## STUDY TEXT

What’s more, transgenic mice aren’t always the most appropriate model organism. Rodents don’t naturally develop the plaques and tangles associated with Alzheimer’s disease, for example, but scientists use them anyway because the genetic tools to investigate the condition in them are established, says Andreas Pfenning, associate professor of computational biology at Carnegie Mellon University, who was not involved in the work. “What would be really cool is to move beyond mice and into these more appropriate models for certain things,” Pfenning says.
The development of gene therapies also requires research to move beyond mice and into primates. In fact, most of the enhancer-AAVs developed for mice show the same cell-type specificity in macaques and human neurosurgical tissue. One such tool stitches together two enhancers to simultaneously target both upper and lower spinal-cord motor neurons implicated in amyotrophic lateral sclerosis (ALS) in the macaque brain. Combining this tool with capsids designed to penetrate the blood-brain barrier while avoiding the liver could one day yield a gene therapy for ALS that has minimal side effects, Daigle and Ting say.

## EXPLORE THE MATERIAL
(a) Retype the passage on animal models in brain research, beginning at the words "The development of" and ending after the words "and Ting say.".
(b) Extend the passage on animal models in brain research, picking up after its final sentence.

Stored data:
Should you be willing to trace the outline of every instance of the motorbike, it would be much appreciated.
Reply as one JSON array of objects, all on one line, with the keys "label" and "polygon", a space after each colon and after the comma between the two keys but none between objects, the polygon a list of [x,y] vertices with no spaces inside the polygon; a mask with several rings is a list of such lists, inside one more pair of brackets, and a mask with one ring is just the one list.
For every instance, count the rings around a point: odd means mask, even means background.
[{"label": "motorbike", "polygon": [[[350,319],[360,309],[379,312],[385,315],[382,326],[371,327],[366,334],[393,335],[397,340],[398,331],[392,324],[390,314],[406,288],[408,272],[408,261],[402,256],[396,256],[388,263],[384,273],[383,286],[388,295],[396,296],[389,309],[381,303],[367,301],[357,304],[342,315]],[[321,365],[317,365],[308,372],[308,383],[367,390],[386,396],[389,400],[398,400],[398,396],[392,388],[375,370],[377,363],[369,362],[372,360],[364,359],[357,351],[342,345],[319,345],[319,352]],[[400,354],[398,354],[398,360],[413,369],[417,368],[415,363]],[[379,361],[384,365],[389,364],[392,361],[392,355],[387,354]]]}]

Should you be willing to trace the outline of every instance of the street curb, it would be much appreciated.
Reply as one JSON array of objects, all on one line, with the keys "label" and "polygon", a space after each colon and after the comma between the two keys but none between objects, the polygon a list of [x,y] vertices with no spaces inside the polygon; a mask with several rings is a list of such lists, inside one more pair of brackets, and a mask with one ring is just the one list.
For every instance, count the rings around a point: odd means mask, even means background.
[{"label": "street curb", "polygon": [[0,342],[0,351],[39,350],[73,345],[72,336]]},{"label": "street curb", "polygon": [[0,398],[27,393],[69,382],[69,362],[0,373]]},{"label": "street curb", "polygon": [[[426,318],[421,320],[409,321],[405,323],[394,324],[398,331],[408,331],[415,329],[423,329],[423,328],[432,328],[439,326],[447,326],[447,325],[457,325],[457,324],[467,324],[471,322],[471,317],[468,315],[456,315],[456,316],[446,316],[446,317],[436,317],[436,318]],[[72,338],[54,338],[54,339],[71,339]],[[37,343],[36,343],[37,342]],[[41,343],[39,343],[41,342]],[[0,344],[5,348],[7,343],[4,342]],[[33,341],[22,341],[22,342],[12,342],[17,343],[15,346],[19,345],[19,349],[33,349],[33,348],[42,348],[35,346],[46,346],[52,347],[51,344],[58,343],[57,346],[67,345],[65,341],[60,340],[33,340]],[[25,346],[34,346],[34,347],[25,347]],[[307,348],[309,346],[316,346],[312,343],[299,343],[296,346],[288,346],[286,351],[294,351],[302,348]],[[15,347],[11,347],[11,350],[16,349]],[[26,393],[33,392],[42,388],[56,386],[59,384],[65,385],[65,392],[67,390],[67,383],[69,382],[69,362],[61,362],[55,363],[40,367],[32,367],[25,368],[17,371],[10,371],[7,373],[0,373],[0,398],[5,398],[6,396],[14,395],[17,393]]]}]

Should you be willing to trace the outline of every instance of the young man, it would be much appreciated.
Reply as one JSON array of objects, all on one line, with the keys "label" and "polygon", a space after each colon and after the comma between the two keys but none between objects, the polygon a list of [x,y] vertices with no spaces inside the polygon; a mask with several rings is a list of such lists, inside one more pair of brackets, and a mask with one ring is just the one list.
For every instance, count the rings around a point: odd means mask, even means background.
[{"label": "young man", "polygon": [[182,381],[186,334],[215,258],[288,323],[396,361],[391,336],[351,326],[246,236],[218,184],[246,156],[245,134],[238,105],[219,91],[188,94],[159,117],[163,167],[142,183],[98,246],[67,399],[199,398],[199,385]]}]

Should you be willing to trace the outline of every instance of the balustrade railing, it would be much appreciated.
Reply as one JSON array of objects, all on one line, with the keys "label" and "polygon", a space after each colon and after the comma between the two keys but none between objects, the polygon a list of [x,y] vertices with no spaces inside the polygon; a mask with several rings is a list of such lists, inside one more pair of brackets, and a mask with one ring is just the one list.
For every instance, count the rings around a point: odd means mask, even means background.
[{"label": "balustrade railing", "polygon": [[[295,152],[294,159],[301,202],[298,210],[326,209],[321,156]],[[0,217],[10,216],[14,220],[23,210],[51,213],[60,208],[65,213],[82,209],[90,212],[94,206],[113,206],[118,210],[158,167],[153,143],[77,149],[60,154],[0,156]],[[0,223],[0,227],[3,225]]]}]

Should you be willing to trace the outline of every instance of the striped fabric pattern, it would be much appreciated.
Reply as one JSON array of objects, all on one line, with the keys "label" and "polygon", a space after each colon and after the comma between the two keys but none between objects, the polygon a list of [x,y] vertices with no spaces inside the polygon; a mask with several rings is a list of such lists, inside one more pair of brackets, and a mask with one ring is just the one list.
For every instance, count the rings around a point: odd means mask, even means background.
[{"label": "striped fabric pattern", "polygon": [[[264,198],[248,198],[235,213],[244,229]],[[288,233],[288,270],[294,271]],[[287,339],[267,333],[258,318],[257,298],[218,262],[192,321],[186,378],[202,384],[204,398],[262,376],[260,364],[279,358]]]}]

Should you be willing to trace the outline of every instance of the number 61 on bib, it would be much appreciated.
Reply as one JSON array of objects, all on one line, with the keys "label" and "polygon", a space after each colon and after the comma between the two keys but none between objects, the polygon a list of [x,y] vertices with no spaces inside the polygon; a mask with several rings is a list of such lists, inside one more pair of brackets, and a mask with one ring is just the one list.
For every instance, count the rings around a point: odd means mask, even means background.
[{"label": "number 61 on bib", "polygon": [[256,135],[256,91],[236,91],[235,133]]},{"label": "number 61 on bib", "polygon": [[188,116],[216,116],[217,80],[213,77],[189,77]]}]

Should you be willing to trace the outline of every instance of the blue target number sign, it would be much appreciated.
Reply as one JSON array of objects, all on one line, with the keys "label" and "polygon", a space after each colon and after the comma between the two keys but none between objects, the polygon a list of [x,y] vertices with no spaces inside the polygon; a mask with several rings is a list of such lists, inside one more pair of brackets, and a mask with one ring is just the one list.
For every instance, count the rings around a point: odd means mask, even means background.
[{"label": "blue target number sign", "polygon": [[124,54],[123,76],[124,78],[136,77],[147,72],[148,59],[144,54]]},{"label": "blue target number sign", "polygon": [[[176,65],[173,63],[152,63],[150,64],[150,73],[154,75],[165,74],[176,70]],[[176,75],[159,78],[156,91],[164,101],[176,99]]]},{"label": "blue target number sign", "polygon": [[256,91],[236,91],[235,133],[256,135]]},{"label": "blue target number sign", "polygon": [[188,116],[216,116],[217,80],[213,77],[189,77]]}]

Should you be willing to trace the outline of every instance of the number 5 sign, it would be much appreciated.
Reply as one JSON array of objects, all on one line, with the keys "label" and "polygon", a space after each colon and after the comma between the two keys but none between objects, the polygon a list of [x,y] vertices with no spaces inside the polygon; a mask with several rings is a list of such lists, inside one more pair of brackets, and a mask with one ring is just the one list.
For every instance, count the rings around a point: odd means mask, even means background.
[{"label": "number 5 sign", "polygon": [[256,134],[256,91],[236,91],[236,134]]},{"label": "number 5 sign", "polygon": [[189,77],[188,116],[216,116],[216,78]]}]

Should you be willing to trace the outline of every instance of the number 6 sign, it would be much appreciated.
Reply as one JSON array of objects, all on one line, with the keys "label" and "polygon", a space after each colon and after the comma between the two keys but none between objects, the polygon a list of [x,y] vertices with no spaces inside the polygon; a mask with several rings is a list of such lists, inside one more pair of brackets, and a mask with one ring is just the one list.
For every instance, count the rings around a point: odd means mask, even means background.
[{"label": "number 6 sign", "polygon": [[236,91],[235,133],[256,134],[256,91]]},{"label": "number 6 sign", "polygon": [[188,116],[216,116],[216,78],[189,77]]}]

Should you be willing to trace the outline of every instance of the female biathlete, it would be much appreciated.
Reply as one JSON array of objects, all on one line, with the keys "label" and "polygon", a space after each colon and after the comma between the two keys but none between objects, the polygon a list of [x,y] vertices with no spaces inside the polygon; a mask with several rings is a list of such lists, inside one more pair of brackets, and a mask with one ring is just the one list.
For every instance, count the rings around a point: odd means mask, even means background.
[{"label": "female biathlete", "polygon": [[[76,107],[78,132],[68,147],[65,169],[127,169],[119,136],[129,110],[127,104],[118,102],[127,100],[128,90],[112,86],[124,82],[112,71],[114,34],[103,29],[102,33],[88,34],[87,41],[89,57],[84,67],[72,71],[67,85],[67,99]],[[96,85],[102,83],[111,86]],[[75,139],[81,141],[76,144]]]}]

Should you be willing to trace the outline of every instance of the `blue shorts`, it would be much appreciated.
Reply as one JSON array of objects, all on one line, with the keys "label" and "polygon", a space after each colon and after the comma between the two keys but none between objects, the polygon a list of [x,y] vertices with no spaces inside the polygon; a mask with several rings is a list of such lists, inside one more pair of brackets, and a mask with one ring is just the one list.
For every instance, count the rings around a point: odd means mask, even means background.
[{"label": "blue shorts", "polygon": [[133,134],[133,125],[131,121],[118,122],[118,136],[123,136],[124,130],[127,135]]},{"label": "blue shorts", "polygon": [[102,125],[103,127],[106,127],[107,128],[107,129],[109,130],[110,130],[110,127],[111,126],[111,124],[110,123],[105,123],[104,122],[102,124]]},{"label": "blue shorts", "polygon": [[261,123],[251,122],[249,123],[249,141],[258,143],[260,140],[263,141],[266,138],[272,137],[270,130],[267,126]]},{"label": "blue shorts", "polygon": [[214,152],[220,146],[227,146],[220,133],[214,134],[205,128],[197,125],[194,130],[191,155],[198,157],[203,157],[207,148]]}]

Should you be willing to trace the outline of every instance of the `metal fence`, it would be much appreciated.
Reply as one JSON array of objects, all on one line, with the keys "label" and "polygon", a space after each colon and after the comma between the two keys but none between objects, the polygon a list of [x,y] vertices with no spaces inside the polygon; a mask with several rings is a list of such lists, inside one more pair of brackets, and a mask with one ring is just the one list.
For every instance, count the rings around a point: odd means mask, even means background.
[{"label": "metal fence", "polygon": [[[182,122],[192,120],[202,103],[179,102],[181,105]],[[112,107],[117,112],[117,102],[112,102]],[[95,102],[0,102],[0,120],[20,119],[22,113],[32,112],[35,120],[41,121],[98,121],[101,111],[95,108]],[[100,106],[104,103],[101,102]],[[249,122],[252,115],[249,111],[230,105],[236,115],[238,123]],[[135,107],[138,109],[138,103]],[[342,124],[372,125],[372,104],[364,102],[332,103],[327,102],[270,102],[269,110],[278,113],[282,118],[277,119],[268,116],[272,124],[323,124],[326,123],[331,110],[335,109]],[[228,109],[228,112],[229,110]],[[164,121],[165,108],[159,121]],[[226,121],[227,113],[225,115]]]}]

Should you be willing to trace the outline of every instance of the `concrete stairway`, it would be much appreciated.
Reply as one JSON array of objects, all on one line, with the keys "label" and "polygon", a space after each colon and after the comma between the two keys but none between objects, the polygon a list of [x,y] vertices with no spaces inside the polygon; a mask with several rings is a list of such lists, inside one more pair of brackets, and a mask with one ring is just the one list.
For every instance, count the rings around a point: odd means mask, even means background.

## RESULTS FOR THE EXERCISE
(a)
The development of gene therapies also requires research to move beyond mice and into primates. In fact, most of the enhancer-AAVs developed for mice show the same cell-type specificity in macaques and human neurosurgical tissue. One such tool stitches together two enhancers to simultaneously target both upper and lower spinal-cord motor neurons implicated in amyotrophic lateral sclerosis (ALS) in the macaque brain. Combining this tool with capsids designed to penetrate the blood-brain barrier while avoiding the liver could one day yield a gene therapy for ALS that has minimal side effects, Daigle and Ting say.

(b)
Yet, for some experiments at least, transgenic mice have the upper hand. Because cells absorb varying amounts of viral particles, or none at all, it’s often difficult to interpret experimental results, Pfenning explains. For instance, if an enhancer-AAV designed to inhibit a specific type of brain cell reduces behavior by 50 percent, that could mean that some of the targeted cells are still active, or that other circuits are involved. “It’s hard to make these absolutist claims if you’re not completely ablating or inhibiting a population,” Pfenning says.
Rather than replace transgenic mice, the viruses could be used in combination, or to plug the gap where transgenic animals for a specific cell type don’t exist, the researchers say. This is where Ting says he and his colleagues plan to focus their efforts next, by supplementing transgenic mice with enhancer-AAVs to get increasingly targeted manipulation of specific brain circuits.
“I don’t think its productive to think about using the enhancer viruses on their own. It’s about how they can be leveraged to extend what we already know and dive deeper,” he says.